In the listing below, repeat the lines from the one containing "Target: leafy ground cover" through the end of the listing, replacing "holes" with "gaps" and changing nothing else.

+++

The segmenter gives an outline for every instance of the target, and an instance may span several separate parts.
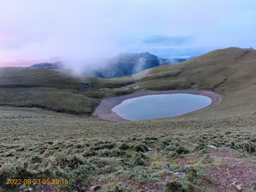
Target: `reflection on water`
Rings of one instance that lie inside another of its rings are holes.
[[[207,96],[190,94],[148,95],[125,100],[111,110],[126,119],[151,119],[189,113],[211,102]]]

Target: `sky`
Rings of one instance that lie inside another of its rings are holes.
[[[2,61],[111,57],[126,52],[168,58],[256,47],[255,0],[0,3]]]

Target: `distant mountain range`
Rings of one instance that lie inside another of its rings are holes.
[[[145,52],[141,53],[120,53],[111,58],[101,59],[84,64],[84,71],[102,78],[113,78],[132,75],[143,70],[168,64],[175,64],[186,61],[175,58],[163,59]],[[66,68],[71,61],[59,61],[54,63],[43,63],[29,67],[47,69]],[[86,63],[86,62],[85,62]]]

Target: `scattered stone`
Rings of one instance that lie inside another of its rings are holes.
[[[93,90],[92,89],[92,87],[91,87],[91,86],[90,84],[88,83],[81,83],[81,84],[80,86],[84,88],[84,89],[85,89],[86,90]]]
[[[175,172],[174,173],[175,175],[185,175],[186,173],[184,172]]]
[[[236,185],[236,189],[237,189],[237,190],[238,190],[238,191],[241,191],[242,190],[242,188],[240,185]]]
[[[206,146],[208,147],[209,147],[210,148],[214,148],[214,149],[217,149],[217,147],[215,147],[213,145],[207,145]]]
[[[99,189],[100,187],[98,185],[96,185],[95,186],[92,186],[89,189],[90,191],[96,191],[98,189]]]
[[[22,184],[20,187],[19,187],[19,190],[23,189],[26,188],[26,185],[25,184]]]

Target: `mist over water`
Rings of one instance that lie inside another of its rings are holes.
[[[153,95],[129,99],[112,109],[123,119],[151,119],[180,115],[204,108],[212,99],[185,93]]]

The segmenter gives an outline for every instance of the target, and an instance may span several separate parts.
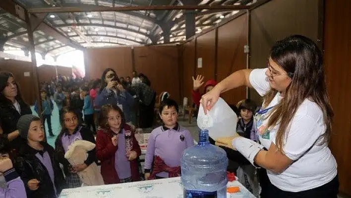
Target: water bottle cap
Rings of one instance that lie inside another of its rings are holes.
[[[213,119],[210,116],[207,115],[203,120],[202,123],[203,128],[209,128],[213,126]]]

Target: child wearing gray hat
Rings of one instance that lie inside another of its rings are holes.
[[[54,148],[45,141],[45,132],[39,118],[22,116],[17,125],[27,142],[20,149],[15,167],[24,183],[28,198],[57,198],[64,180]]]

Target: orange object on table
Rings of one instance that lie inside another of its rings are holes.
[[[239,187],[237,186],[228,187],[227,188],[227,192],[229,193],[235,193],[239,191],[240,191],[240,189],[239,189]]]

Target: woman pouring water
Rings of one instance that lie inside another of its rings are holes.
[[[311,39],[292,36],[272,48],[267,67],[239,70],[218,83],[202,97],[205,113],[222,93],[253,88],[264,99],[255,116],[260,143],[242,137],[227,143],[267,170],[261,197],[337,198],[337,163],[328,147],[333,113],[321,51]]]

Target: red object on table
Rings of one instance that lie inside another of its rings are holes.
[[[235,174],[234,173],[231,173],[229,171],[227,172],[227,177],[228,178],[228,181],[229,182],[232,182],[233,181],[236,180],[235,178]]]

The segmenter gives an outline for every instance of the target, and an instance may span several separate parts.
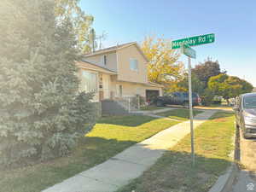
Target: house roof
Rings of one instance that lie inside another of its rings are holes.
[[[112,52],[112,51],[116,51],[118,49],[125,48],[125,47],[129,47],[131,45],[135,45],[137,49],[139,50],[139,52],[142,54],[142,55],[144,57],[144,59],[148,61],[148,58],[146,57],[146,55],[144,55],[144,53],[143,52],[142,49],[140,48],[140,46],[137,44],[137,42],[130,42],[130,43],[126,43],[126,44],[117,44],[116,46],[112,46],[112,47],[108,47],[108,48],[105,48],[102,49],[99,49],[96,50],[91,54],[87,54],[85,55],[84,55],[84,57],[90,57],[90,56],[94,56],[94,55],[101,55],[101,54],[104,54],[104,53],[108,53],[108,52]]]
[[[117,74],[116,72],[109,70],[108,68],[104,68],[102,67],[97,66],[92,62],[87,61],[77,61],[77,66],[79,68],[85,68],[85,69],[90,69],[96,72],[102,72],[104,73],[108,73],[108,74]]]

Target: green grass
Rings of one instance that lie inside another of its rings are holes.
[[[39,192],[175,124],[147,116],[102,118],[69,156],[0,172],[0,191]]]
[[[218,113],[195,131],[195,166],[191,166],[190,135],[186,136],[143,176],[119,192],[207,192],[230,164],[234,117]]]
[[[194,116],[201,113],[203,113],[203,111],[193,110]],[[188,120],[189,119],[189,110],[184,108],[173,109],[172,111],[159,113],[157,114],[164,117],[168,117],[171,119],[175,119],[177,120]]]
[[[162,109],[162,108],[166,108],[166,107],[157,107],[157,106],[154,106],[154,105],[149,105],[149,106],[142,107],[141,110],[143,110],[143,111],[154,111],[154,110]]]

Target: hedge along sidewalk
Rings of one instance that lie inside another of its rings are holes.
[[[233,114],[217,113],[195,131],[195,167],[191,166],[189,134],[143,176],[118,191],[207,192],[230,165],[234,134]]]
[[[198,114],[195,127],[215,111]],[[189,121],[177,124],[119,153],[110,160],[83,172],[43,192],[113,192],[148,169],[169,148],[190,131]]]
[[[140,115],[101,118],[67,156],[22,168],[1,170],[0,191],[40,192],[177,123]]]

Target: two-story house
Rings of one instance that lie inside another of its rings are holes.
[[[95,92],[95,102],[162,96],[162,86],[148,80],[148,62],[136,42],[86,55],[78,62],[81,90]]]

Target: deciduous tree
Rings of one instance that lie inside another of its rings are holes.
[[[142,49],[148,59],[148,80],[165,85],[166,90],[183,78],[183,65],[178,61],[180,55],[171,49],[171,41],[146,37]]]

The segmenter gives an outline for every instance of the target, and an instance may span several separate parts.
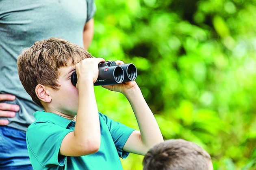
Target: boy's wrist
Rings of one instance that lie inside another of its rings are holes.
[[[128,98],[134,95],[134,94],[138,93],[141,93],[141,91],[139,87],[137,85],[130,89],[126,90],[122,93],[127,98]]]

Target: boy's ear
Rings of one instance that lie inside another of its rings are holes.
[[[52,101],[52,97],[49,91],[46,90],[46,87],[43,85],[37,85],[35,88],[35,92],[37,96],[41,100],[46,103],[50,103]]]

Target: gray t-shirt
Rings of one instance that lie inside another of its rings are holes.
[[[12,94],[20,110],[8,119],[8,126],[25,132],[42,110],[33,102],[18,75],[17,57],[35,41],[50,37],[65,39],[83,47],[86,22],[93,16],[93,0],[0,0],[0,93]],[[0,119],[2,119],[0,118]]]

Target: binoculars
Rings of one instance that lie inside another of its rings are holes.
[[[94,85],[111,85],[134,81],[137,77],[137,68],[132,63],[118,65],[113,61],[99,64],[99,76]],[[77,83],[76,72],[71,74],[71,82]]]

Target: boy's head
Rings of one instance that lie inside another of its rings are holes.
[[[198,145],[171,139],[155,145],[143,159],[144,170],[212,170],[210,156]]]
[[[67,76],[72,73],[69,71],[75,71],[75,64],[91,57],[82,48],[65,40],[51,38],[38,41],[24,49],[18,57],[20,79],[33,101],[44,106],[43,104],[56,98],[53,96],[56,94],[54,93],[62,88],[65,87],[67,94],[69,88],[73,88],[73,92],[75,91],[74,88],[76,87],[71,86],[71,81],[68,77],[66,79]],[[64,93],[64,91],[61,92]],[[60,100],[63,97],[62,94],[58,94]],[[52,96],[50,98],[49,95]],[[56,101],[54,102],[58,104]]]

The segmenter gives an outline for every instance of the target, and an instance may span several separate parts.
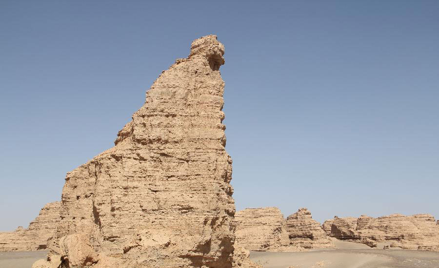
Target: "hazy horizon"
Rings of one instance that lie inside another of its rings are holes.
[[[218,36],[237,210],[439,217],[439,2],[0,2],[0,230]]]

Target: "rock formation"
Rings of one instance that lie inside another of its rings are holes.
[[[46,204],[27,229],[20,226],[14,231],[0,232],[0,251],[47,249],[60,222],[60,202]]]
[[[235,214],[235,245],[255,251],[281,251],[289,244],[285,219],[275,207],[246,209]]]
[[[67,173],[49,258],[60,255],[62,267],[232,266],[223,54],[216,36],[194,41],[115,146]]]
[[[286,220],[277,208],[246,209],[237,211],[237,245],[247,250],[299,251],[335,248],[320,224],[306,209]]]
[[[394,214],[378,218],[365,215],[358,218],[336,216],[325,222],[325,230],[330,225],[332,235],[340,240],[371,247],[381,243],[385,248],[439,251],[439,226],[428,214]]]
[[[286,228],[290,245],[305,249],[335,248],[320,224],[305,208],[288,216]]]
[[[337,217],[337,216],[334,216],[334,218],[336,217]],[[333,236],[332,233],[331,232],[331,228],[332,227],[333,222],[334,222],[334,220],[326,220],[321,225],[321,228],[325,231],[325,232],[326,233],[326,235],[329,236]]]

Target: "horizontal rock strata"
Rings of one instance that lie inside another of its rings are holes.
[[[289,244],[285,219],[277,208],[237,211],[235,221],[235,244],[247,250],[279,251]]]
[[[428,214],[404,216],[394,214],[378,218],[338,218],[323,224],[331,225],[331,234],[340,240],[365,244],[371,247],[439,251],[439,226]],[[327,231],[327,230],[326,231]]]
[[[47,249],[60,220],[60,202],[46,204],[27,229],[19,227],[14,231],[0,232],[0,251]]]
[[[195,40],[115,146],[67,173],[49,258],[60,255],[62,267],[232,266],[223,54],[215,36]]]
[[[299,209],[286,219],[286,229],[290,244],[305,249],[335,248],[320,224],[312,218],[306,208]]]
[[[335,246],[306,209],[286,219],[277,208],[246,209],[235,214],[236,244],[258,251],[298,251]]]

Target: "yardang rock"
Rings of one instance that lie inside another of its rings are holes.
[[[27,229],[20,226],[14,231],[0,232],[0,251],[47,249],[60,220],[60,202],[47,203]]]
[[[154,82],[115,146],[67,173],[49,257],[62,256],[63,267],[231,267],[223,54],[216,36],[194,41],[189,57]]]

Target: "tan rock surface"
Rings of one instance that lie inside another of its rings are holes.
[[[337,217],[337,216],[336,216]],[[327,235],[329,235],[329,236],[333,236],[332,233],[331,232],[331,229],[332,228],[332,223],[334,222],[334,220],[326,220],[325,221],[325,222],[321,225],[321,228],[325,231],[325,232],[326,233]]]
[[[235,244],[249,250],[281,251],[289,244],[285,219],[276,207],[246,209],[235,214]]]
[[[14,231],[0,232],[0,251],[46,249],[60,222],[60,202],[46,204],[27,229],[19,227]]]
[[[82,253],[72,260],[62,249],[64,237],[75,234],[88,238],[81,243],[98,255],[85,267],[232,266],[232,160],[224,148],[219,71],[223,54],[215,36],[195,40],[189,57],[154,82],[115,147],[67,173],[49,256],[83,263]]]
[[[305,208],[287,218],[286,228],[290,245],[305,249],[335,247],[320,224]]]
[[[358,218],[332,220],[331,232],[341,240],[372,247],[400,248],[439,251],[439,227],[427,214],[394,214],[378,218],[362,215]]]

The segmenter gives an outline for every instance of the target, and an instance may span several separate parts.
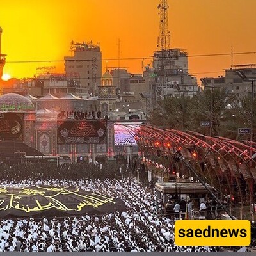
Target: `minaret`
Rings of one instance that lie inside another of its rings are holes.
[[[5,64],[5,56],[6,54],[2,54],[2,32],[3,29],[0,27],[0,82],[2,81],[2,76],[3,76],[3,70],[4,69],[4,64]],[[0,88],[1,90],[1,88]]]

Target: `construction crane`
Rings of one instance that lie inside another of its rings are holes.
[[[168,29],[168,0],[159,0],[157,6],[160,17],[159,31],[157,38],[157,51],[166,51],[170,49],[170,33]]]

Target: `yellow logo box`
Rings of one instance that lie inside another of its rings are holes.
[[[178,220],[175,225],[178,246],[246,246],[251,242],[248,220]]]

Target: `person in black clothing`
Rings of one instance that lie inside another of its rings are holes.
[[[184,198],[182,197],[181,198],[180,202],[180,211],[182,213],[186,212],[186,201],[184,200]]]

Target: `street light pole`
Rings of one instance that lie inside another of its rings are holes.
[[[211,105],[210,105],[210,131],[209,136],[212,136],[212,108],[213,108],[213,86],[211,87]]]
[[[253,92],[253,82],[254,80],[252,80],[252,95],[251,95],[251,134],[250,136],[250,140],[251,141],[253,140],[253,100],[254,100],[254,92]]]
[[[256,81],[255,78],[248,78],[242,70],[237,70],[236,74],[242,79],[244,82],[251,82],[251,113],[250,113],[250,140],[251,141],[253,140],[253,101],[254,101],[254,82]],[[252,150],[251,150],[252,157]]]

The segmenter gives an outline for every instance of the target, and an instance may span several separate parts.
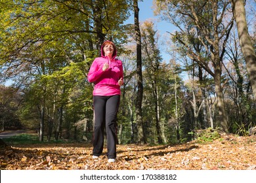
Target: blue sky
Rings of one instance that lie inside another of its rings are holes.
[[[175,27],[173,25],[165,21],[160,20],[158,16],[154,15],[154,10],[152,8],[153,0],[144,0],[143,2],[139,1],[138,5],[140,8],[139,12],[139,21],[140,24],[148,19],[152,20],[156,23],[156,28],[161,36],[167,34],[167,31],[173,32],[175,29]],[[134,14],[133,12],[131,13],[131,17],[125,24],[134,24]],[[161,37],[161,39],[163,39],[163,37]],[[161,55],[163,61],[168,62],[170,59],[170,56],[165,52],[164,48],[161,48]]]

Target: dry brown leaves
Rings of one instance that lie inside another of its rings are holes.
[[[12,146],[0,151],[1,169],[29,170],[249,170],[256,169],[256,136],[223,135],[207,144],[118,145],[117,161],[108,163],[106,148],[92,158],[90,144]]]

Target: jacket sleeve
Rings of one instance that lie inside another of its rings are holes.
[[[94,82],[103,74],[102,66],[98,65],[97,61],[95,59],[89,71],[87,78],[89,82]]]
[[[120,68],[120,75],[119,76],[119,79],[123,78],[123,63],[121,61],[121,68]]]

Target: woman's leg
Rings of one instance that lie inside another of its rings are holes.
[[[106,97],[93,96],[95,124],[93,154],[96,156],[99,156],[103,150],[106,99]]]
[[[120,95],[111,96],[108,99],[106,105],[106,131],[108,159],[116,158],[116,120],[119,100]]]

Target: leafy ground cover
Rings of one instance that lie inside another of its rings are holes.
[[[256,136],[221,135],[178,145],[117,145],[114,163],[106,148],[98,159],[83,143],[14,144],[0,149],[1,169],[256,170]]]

+++

Task result –
Target: leafy ground cover
Rings of one instance that lie inside another of its rings are gaps.
[[[256,136],[221,135],[178,145],[117,145],[114,163],[106,148],[98,159],[83,143],[14,144],[0,149],[1,169],[256,170]]]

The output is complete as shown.